• [Exercise data]:
——
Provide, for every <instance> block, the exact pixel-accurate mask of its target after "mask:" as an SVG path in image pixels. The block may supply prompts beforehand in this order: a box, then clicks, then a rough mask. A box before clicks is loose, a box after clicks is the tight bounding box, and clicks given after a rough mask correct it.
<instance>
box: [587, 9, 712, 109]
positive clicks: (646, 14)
——
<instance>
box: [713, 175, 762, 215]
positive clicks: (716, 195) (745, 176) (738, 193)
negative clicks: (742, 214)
——
• [Exercise directions]:
The reply should be nothing but the number of lines in the listing above that include "clicks".

• [Answer for this exercise]:
4